Saved data entries:

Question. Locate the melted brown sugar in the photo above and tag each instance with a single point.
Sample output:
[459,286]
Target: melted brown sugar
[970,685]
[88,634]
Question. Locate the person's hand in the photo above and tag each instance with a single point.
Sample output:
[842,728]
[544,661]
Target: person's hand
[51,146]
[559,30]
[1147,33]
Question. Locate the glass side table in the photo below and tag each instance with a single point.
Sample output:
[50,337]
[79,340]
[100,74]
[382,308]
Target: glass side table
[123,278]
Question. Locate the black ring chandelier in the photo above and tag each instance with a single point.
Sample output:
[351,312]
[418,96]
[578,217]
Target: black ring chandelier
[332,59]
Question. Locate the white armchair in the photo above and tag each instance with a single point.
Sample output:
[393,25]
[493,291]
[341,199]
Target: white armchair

▸ **YOUR OBJECTIVE**
If a line in the records contains the string "above", copy it out.

▸ **EXERCISE RESULT**
Question. Locate the melted brown sugar in the photo above and tag each instance with a single point.
Question. Locate the person's hand in the photo above and tag each instance with a single point.
Question. Locate the black ring chandelier in the photo above and tag each instance with a single point.
Question. Locate the white armchair in the photo above and tag each instance with a single point.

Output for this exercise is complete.